▸ **Your objective**
Your answer should consist only of the line with "# set one marker" and the lines after it, reproduced exactly through the end of the entries below.

▸ **Supplied material**
______

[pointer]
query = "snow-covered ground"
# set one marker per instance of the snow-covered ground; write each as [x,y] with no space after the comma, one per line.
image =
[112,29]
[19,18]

______

▸ **Task result**
# set one marker per instance of the snow-covered ground; write each as [x,y] with no space after the comma, one per line.
image =
[112,29]
[19,18]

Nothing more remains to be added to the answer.